### EXERCISE AIM
Among the entries that follow, the required portion opens with the line containing "point(239, 350)" and closes with the line containing "point(428, 626)". Give that portion again exactly, and nothing else.

--- SOURCE MATERIAL Enclosed Below ---

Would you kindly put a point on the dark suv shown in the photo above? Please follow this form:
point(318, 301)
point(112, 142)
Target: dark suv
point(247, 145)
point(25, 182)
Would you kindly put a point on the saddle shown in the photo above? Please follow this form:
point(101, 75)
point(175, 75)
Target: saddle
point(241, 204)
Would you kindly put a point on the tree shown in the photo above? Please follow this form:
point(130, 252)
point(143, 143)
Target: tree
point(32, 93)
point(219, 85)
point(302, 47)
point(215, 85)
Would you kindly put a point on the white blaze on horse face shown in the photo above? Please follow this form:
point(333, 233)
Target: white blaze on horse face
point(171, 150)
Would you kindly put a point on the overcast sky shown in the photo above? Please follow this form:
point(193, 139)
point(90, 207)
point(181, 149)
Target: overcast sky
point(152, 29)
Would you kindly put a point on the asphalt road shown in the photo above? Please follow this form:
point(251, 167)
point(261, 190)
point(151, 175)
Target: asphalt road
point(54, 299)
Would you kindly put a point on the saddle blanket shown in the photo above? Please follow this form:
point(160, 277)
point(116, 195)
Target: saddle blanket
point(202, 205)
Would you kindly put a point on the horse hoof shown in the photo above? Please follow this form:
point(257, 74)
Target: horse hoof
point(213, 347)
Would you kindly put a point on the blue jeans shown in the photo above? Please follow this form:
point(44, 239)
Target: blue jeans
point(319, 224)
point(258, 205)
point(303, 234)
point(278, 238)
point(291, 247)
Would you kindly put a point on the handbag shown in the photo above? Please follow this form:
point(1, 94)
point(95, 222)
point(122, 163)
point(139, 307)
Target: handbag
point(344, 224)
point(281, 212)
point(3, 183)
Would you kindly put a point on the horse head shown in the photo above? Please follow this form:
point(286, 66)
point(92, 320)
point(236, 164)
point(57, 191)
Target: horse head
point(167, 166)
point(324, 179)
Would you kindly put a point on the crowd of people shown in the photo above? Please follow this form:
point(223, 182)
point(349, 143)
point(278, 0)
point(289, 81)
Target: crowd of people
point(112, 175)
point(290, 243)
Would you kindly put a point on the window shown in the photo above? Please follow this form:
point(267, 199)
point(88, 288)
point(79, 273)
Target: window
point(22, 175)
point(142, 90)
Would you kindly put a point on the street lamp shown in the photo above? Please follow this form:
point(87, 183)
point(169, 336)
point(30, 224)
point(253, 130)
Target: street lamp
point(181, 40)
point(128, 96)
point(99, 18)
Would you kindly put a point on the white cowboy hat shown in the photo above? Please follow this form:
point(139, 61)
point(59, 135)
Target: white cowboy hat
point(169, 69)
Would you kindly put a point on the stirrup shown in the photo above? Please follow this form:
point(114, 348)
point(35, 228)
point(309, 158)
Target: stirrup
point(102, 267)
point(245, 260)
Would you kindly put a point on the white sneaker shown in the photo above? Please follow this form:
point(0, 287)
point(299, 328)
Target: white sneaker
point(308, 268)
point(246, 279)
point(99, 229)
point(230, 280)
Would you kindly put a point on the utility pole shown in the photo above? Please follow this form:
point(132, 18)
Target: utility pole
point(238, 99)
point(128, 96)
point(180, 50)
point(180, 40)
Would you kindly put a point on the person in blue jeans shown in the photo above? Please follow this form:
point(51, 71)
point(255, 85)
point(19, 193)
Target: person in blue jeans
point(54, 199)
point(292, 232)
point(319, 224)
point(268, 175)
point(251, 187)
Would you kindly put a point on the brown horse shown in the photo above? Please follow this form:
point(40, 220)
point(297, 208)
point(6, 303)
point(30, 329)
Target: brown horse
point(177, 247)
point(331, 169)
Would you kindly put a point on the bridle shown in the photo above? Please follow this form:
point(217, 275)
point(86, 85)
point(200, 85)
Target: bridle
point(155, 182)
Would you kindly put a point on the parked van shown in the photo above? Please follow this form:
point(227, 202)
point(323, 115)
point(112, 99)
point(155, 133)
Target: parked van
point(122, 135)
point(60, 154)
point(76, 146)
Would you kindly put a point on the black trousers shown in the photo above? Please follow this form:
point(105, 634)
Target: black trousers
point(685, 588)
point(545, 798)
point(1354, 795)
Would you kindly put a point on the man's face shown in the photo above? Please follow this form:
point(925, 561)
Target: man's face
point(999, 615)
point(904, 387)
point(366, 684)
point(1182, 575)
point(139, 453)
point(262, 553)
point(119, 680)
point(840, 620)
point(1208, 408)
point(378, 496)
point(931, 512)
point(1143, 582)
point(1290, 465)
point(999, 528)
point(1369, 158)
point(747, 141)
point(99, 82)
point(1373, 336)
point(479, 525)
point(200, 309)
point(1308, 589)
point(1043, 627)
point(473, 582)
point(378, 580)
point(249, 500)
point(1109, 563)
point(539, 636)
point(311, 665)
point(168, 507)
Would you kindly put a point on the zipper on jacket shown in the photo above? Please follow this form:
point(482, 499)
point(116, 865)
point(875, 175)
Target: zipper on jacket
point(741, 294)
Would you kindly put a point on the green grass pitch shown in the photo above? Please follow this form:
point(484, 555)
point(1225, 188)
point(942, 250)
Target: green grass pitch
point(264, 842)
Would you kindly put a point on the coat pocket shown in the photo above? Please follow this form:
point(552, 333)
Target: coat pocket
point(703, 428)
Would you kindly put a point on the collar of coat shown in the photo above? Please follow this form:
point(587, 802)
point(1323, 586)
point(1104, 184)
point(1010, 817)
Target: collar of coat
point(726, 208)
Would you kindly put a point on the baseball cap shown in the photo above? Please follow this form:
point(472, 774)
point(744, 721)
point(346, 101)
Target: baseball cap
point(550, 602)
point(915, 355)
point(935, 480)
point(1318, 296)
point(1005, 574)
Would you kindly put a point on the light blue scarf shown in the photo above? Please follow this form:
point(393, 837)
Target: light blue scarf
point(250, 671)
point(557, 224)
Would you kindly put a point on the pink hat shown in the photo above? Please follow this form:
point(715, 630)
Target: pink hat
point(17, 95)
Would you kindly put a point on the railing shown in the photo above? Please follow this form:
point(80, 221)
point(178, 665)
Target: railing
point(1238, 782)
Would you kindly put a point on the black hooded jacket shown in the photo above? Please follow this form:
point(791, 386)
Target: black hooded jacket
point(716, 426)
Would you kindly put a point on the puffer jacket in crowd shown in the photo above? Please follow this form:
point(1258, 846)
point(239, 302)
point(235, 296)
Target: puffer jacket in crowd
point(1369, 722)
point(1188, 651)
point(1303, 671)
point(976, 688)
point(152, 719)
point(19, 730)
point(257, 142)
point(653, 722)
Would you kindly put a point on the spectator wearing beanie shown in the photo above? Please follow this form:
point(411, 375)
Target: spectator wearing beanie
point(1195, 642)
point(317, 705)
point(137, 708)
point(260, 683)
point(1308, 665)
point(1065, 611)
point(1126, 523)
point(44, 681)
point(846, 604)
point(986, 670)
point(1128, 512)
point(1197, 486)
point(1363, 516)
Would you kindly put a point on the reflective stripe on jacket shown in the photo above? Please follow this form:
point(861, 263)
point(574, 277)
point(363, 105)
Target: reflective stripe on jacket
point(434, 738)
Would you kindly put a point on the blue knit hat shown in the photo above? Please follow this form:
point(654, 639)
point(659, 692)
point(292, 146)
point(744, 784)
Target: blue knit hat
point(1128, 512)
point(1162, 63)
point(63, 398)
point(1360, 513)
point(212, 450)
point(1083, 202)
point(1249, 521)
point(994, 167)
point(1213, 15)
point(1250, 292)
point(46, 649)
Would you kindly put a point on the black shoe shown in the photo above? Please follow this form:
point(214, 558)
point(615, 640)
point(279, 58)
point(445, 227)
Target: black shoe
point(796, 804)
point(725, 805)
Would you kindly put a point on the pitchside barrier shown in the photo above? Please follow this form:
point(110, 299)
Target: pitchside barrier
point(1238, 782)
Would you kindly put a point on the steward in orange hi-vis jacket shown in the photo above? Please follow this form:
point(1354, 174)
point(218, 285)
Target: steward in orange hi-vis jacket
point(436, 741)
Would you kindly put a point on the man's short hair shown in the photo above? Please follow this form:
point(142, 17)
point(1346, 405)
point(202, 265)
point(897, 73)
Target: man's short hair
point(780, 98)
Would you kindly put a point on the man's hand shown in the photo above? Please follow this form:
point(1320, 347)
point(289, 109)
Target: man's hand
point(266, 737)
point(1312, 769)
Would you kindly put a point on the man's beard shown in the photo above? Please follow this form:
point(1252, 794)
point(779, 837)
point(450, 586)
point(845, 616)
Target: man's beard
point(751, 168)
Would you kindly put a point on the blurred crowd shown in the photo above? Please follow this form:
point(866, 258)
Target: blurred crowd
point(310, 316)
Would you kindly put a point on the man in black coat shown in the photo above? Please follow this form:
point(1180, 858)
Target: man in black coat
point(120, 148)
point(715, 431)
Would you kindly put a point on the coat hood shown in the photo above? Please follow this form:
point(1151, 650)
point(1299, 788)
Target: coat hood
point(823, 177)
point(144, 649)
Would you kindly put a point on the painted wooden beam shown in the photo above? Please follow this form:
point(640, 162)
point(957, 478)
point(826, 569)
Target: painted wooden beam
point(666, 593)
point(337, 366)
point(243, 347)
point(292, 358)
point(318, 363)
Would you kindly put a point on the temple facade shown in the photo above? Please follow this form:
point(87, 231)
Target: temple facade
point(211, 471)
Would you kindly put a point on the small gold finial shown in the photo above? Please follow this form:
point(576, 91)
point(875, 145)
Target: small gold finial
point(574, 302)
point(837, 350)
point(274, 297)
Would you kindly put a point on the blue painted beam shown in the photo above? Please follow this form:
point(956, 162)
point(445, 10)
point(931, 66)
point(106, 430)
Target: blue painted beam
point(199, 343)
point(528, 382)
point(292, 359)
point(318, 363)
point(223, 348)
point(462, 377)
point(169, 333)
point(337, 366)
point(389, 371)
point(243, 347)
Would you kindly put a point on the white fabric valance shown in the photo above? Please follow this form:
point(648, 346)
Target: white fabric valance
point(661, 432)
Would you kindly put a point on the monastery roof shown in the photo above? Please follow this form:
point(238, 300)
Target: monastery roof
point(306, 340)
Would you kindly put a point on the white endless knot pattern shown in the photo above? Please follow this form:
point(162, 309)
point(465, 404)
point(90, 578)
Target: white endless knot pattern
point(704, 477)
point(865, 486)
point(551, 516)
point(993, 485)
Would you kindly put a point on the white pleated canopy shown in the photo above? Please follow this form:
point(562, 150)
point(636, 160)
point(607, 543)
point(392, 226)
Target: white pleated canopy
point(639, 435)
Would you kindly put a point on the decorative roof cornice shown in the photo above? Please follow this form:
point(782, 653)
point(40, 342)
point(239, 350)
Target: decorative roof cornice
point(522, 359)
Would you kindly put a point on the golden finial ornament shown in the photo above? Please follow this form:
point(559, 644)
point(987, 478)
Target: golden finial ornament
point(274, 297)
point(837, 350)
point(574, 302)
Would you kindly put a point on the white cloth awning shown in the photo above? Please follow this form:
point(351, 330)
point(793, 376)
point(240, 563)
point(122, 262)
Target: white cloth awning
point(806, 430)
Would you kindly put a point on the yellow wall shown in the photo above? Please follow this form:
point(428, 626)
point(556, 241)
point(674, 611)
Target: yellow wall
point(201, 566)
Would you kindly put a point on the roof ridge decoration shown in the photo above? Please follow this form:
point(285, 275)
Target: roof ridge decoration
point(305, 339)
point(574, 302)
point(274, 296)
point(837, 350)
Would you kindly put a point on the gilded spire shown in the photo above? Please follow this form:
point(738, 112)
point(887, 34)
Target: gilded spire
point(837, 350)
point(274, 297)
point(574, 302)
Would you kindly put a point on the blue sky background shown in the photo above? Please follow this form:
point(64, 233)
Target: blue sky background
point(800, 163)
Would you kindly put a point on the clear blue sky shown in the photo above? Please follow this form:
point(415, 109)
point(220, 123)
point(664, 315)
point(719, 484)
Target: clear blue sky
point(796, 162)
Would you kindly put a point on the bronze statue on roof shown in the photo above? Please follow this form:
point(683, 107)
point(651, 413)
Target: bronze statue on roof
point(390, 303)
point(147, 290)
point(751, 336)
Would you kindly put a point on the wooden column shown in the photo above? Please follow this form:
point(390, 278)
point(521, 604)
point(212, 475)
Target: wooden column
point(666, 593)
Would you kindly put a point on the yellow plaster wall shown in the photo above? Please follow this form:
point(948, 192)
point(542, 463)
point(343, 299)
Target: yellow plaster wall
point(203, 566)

--- End of Enclosed SOURCE MATERIAL ---

### RESULT BELOW
point(239, 350)
Target: decorative roof cornice
point(522, 359)
Would you kindly put a point on the golden finial ornament shown in the photo above? Please follow this form:
point(559, 644)
point(987, 478)
Target: golden finial ornament
point(274, 297)
point(837, 350)
point(574, 302)
Would you kindly put a point on the white cloth awning shown in the photo above? Please follow this form:
point(351, 330)
point(793, 376)
point(240, 563)
point(122, 262)
Target: white cloth awning
point(806, 430)
Would you kindly put a point on the yellow wall shown in the photo above? Please follow this form:
point(428, 626)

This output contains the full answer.